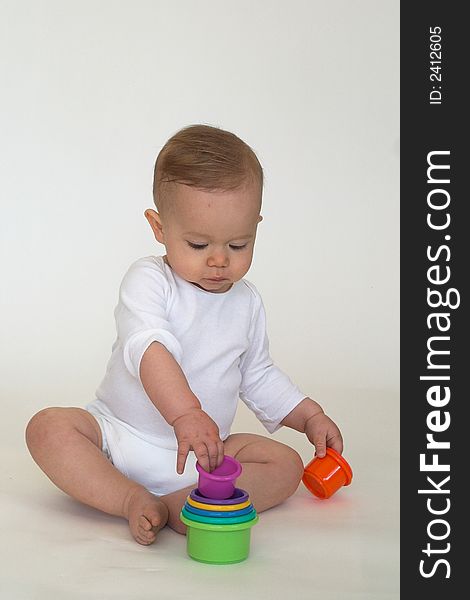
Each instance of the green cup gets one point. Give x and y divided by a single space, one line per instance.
218 544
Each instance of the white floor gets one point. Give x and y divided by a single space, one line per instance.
337 549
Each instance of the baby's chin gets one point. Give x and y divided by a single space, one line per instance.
216 287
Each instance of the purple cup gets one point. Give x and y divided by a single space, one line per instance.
238 497
220 484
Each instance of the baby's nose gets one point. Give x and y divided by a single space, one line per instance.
218 259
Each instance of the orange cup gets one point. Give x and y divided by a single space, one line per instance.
324 476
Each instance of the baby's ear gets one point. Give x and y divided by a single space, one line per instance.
155 223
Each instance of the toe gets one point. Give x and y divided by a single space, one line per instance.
144 523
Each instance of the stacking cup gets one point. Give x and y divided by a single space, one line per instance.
220 483
325 476
218 544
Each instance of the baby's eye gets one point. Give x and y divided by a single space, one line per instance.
197 246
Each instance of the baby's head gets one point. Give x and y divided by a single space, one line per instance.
207 188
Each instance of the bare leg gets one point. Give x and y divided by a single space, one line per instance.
66 444
271 473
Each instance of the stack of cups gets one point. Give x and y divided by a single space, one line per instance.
219 516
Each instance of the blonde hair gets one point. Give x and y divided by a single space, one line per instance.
207 158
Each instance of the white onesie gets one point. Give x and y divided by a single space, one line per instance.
220 343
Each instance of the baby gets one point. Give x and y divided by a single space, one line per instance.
191 341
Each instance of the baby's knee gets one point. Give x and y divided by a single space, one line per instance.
41 427
292 464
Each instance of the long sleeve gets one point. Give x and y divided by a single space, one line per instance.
265 389
141 314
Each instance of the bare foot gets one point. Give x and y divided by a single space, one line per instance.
146 515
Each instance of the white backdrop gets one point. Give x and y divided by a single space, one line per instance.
92 90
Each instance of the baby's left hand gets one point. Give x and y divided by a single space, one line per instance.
322 432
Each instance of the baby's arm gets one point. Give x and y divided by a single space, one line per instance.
168 389
308 417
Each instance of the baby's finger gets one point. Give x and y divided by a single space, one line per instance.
216 454
183 451
202 456
336 443
320 445
220 452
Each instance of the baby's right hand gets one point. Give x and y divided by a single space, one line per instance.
195 430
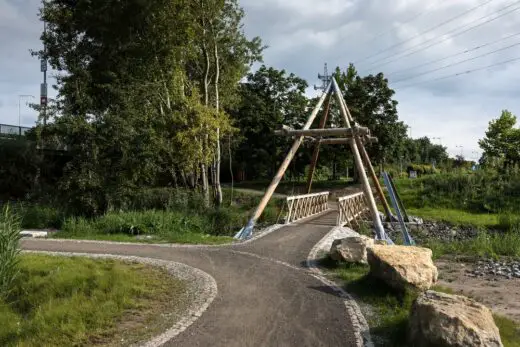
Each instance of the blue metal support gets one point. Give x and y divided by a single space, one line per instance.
406 236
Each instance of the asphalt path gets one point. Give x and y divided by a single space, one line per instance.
266 296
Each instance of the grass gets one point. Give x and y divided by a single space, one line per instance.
389 310
481 199
59 301
9 240
160 214
456 217
492 245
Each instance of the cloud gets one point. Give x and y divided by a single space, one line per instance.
377 36
304 34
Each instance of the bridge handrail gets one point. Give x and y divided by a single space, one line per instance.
350 207
307 205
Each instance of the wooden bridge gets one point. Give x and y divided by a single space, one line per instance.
352 209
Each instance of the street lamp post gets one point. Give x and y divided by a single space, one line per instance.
461 150
19 109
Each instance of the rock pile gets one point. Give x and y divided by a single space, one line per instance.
436 319
507 269
402 266
351 249
439 319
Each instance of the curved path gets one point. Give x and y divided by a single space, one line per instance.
265 295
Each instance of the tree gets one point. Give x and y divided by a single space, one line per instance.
502 140
227 56
270 98
129 112
371 103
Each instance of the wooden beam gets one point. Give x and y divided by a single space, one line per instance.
345 113
316 152
346 140
246 232
362 131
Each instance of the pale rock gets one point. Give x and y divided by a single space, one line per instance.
351 249
403 266
439 319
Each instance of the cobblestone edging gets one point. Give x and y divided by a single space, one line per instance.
359 323
202 289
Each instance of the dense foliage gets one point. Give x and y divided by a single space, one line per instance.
501 144
152 94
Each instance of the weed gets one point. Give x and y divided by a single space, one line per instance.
484 245
9 250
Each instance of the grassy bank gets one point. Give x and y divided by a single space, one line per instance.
155 215
494 245
482 199
58 301
388 310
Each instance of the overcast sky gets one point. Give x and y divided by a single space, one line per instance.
389 36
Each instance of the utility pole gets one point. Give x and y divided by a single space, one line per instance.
461 150
43 68
325 78
20 111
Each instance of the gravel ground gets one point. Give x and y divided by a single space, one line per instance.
508 269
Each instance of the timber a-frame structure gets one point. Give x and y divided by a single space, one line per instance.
352 134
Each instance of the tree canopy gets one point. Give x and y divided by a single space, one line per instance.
502 141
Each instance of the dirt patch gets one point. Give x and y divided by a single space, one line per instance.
500 294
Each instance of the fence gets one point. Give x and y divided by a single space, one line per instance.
303 206
351 208
12 130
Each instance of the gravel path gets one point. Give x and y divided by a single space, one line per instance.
266 295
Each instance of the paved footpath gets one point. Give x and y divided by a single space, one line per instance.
265 295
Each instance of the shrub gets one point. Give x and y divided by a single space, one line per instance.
40 217
9 240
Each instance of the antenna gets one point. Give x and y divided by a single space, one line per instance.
325 78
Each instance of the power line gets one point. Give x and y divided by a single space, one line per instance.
454 55
444 37
457 63
420 14
427 31
461 73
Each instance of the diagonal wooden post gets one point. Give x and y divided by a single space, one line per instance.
316 153
380 231
372 173
371 170
248 229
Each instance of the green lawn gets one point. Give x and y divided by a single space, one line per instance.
456 217
60 301
162 216
389 310
187 238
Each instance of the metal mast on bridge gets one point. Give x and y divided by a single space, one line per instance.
354 137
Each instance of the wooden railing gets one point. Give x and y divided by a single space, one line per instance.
303 206
351 208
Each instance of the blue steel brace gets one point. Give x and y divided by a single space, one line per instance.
406 236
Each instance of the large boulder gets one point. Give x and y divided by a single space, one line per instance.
439 319
351 249
403 266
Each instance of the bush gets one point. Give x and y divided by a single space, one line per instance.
422 169
40 217
9 240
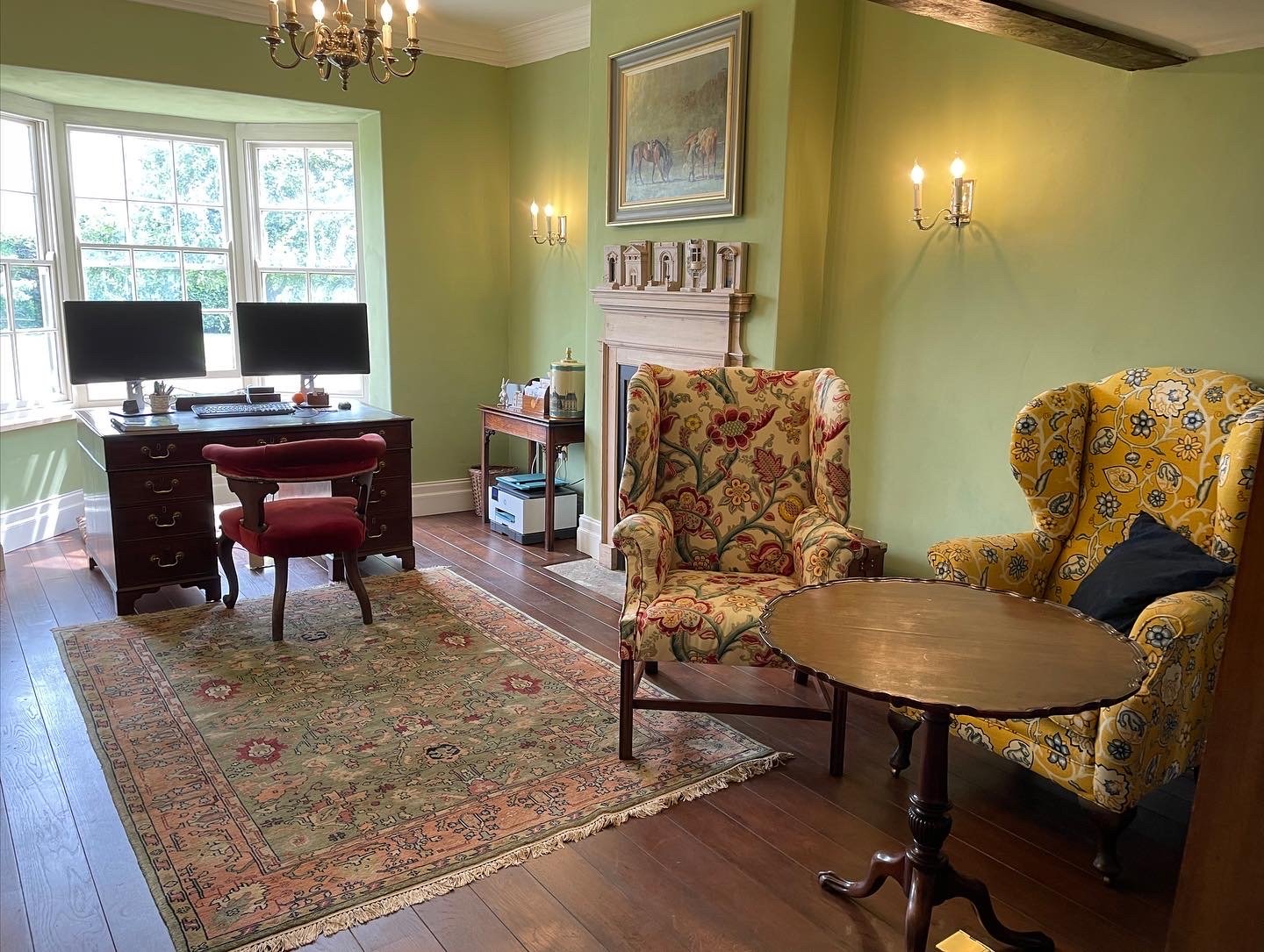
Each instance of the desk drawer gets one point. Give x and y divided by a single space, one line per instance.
161 519
161 562
171 449
148 486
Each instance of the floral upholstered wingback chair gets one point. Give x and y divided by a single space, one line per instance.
736 488
1181 445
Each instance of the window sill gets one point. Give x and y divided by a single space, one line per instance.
36 416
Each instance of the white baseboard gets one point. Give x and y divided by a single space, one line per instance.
442 496
38 521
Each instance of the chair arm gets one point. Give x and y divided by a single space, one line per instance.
823 548
1009 562
645 538
1158 734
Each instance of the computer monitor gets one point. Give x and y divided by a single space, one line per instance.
304 338
108 341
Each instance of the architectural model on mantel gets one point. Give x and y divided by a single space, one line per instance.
698 267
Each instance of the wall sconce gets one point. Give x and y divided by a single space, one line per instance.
551 237
959 204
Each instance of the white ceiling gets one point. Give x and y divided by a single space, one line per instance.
494 32
1192 26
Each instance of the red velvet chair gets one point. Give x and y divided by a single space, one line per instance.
301 527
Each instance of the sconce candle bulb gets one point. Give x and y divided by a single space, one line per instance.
961 198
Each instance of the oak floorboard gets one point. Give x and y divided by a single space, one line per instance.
14 928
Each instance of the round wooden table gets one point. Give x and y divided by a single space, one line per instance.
948 648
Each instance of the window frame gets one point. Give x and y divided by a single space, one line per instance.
253 137
40 117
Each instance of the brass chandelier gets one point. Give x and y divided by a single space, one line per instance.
342 47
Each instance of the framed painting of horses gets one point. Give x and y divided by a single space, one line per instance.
677 123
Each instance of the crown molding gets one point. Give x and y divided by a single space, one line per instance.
514 46
543 39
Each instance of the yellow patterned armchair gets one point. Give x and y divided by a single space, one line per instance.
1181 445
736 488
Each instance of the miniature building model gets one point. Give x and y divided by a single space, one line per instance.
636 264
666 266
700 254
612 269
729 267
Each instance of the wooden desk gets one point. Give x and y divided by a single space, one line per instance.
149 506
551 433
947 648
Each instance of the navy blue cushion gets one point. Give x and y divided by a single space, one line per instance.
1152 562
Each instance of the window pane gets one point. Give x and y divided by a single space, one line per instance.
158 276
218 339
31 297
284 240
334 287
17 151
101 221
334 240
203 228
198 174
18 235
330 178
284 287
108 275
149 168
152 224
206 277
37 357
97 165
8 376
281 178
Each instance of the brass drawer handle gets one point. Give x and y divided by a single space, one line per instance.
149 484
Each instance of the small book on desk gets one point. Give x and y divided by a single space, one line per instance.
144 424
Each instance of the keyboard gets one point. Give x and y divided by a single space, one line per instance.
207 412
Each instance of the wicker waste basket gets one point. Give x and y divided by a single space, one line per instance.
477 483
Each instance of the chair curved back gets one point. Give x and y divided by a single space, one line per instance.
300 462
1175 443
736 455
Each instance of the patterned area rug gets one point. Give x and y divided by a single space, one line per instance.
275 793
589 574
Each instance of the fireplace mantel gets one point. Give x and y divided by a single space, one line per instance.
678 329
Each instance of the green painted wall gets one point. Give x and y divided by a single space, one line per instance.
1117 224
548 163
38 463
444 144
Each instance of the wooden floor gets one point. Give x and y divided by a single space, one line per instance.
735 870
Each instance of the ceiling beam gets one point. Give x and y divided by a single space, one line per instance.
1062 34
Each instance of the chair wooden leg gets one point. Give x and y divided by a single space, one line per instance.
278 598
1109 825
838 733
352 565
904 728
627 690
229 569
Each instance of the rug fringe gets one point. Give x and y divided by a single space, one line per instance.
377 908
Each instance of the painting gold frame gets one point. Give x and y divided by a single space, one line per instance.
692 203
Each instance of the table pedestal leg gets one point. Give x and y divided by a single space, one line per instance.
922 870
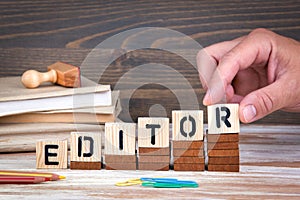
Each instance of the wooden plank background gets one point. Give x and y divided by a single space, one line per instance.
34 34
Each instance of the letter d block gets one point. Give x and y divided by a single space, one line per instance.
52 154
85 150
223 118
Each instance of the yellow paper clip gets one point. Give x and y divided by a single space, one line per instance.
129 182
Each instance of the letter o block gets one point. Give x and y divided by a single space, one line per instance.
187 125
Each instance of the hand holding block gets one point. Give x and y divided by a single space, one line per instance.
153 132
120 138
60 73
52 155
223 118
187 125
85 150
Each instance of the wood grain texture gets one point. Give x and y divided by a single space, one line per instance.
154 159
223 153
85 165
187 144
120 158
116 144
223 118
34 35
269 169
86 146
153 132
224 168
189 167
188 152
52 154
186 122
222 145
188 160
154 151
219 138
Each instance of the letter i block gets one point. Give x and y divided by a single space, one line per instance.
153 143
85 150
187 140
120 146
223 138
52 154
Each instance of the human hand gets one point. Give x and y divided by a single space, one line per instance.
260 71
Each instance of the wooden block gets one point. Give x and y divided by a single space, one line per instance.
154 159
120 166
154 151
187 125
120 138
224 160
85 165
189 167
223 118
213 138
224 168
188 152
187 144
188 160
52 154
120 159
153 132
223 153
67 75
85 147
154 166
223 145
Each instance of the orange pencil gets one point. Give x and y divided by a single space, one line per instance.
21 180
51 176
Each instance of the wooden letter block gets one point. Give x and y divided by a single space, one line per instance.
153 132
85 150
120 146
52 155
223 118
120 139
187 125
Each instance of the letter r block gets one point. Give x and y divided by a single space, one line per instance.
52 154
187 125
223 118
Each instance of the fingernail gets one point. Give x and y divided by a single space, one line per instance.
206 99
249 113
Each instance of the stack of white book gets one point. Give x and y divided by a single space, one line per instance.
25 114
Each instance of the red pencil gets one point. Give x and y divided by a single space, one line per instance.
51 176
21 180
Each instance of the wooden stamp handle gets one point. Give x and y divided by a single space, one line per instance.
33 78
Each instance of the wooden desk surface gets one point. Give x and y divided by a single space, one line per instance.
35 34
270 169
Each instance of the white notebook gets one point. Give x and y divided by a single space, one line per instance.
15 98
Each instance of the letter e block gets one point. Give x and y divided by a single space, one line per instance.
223 118
52 154
187 125
120 138
153 132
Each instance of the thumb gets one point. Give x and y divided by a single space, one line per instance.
262 102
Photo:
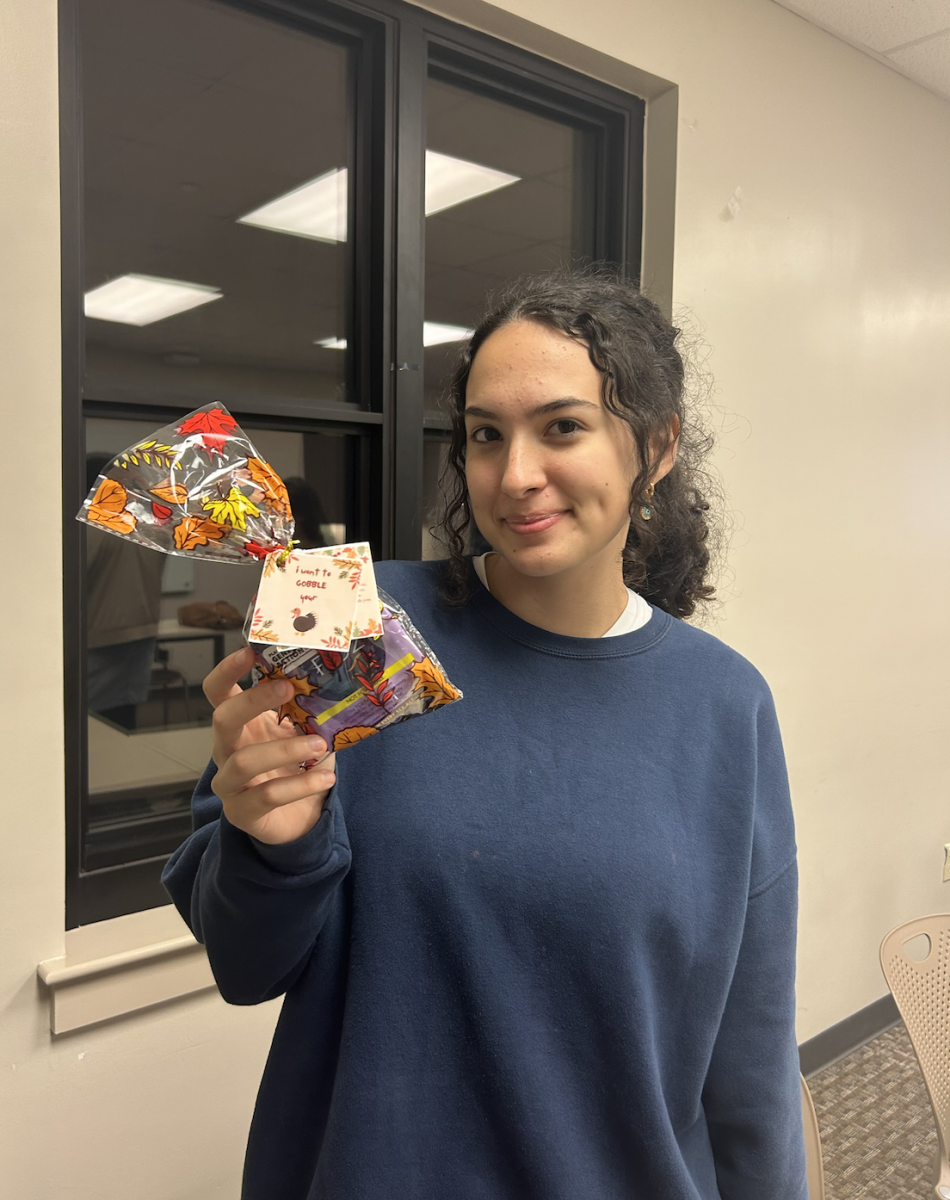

- [Assignment]
Starting at the line where "Each instance of the red pencil" appears, restate every line through the end of the records above exactly, but omit the pictures.

- [Result of this exercise]
Each instance of the red pencil gets one point. Give x and y divided by a single space, one line per instance.
51 176
21 180
Each instance of the wooden stamp handle gets one point. Give x and y divided by a single space, one line per instance.
33 78
Each instance of the wooden desk surface gets one point. Give x and y divided by a single space, one line per instance.
35 34
270 169
Each instance of the white notebook gets one point. Give x and y divided by a single space, one line per instance.
15 98
Each instance of the letter e block gets one point. Give x and y divided by a single space, one line per instance.
223 118
52 154
187 125
120 138
153 132
Each instance of the thumb gets one point. Give x and y divided by a single space, one line per instance.
262 102
Photo:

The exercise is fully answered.